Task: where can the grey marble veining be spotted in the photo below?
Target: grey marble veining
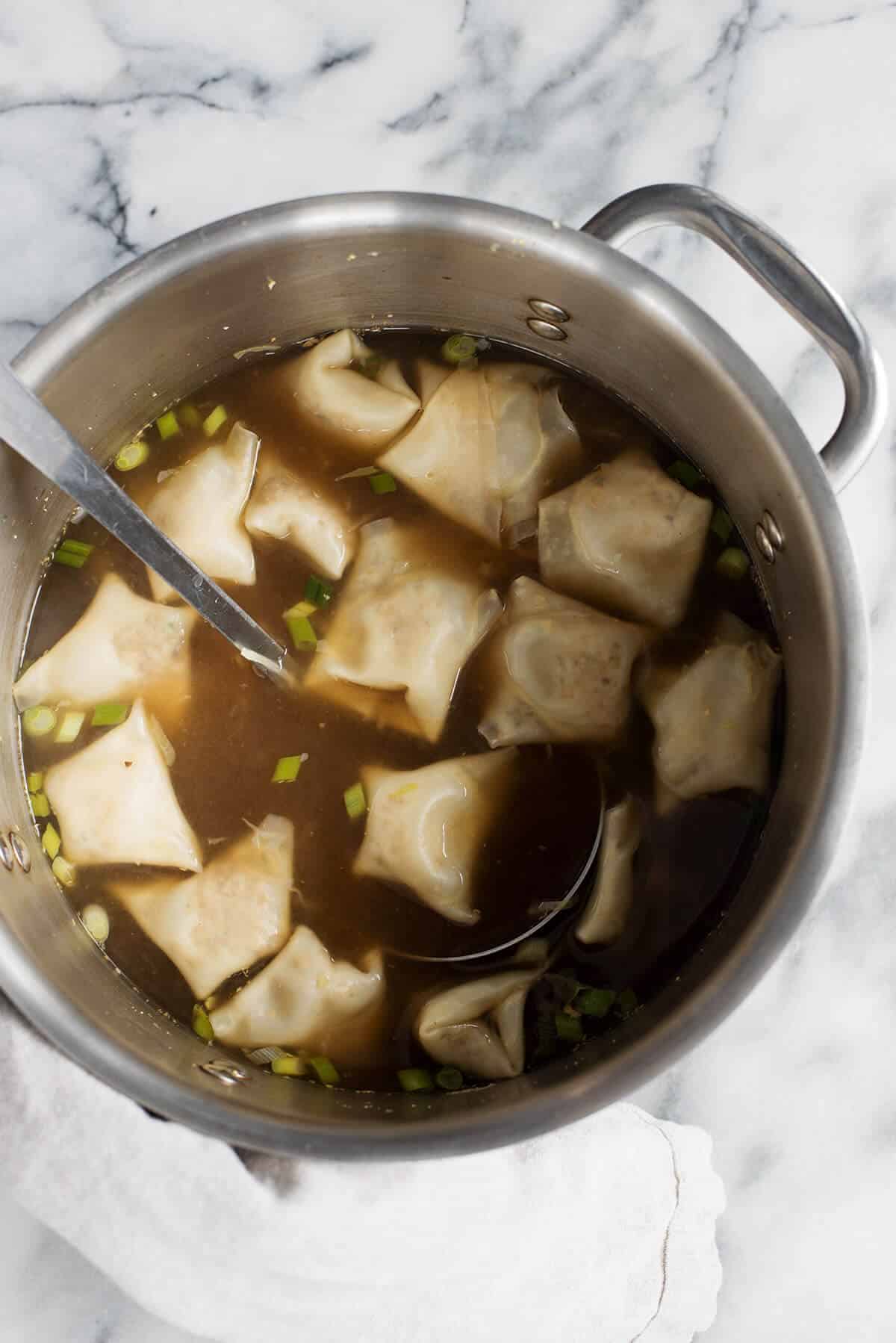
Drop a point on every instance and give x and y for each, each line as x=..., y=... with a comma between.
x=122, y=125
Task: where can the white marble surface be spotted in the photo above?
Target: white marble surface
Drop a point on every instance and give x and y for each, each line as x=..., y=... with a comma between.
x=121, y=125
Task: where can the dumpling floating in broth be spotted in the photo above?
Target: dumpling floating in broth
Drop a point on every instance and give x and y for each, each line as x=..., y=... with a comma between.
x=425, y=828
x=606, y=912
x=287, y=508
x=116, y=802
x=714, y=716
x=403, y=622
x=122, y=645
x=228, y=916
x=332, y=394
x=561, y=672
x=625, y=536
x=200, y=506
x=477, y=1025
x=304, y=999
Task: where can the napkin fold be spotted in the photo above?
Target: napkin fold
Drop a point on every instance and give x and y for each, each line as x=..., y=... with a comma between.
x=600, y=1232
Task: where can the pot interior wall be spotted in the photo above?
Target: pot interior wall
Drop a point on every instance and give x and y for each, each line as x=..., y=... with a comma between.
x=175, y=320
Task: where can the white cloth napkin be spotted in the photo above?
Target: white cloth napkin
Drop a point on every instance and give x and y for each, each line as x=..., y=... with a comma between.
x=601, y=1232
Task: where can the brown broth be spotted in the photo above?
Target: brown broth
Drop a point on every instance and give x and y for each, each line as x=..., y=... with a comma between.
x=237, y=725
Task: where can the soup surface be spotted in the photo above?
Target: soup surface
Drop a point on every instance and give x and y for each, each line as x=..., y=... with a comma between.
x=233, y=728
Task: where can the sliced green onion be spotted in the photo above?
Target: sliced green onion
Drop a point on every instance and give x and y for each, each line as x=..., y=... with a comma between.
x=324, y=1070
x=415, y=1079
x=722, y=525
x=289, y=1065
x=458, y=348
x=732, y=563
x=40, y=804
x=383, y=484
x=190, y=415
x=594, y=1002
x=40, y=720
x=96, y=920
x=301, y=631
x=685, y=474
x=214, y=422
x=109, y=715
x=50, y=841
x=167, y=425
x=73, y=722
x=134, y=454
x=449, y=1079
x=355, y=801
x=202, y=1025
x=568, y=1028
x=317, y=592
x=287, y=770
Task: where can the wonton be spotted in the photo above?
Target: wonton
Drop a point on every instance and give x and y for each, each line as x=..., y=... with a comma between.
x=425, y=828
x=226, y=917
x=561, y=672
x=626, y=536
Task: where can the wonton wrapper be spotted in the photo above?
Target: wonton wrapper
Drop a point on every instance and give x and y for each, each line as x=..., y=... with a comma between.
x=712, y=719
x=121, y=645
x=609, y=904
x=116, y=804
x=626, y=536
x=477, y=1025
x=488, y=445
x=351, y=409
x=302, y=999
x=228, y=916
x=425, y=828
x=406, y=624
x=290, y=509
x=561, y=672
x=199, y=509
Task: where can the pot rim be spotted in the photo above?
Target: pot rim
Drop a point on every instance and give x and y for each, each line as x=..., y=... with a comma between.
x=637, y=1058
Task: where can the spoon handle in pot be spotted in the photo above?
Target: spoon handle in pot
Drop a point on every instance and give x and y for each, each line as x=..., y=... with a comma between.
x=34, y=432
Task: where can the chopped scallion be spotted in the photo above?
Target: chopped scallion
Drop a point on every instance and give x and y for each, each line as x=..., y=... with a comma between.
x=50, y=841
x=685, y=474
x=287, y=770
x=287, y=1065
x=594, y=1002
x=355, y=801
x=73, y=722
x=109, y=715
x=38, y=720
x=449, y=1079
x=324, y=1070
x=167, y=425
x=40, y=804
x=458, y=348
x=202, y=1025
x=732, y=563
x=415, y=1079
x=214, y=421
x=383, y=484
x=134, y=454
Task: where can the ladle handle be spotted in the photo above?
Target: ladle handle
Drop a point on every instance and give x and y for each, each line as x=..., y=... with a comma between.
x=30, y=429
x=791, y=282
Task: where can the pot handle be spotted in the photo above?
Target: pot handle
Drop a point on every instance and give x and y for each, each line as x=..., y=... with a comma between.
x=791, y=282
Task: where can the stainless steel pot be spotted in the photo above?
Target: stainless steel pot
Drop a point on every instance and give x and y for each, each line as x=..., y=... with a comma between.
x=172, y=320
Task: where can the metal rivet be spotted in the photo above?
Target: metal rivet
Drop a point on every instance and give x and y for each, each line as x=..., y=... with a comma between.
x=773, y=531
x=541, y=308
x=765, y=545
x=547, y=329
x=223, y=1072
x=20, y=852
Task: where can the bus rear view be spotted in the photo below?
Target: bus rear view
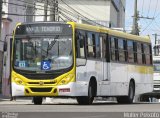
○ ○ ○ ○ ○ ○ ○
* WHAT YOU ARE ASKED TO DO: Put the records from the line with "Task: where can the white cloth" to the line with "x=233, y=728" into a two-column CSV with the headers entry and coordinates, one row per record. Put the record's text under entry and its answer under coordinates, each in a single quoted field with line breaks turned into spaces.

* THE COMPLETED TASK:
entry,coordinates
"Task: where can the white cloth napkin be spotted in the photo above? Target: white cloth napkin Drop a point on every instance and give x and y for each, each line as x=..., y=... with a comma between.","x=601, y=1232"
"Task: where can the brown broth be spotted in the photo above? Target: brown broth Drop a point on every instance and give x and y for each, each line as x=..., y=... with a comma between.","x=237, y=725"
"Task: where can the soup surface be spotted in the photo above? Target: soup surface Drop a point on every instance and give x and y for each, each line as x=..., y=... with a comma between.","x=233, y=728"